Scan the records for the string "shoe"; copy each line where it occurs.

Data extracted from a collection
┄┄┄┄┄┄┄┄┄┄
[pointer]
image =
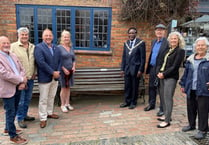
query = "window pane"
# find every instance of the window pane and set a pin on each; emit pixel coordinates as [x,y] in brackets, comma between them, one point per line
[82,28]
[63,21]
[27,20]
[100,28]
[44,21]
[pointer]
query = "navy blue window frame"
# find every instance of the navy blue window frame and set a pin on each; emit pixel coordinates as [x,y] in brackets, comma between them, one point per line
[73,9]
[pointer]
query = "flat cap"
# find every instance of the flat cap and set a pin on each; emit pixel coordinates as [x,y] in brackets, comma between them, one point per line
[160,26]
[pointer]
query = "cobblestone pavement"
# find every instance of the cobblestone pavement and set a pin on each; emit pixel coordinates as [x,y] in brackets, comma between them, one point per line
[98,120]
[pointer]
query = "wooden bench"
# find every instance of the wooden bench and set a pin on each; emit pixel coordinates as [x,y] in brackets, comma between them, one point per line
[97,81]
[101,81]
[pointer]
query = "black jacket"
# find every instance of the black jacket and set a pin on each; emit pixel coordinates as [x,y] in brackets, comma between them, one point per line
[134,62]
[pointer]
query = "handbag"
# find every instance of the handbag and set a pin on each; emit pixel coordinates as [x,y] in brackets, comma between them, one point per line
[156,82]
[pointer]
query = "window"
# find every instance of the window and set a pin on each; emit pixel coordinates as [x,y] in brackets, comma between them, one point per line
[89,26]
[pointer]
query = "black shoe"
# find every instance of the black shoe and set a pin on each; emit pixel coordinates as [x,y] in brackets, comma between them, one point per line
┄┄┄┄┄┄┄┄┄┄
**Response below**:
query = "black shoe"
# find every instance of the black shoe and set a pin on each; emit pixel coordinates as [x,y] in brackets, comma between them, one point per line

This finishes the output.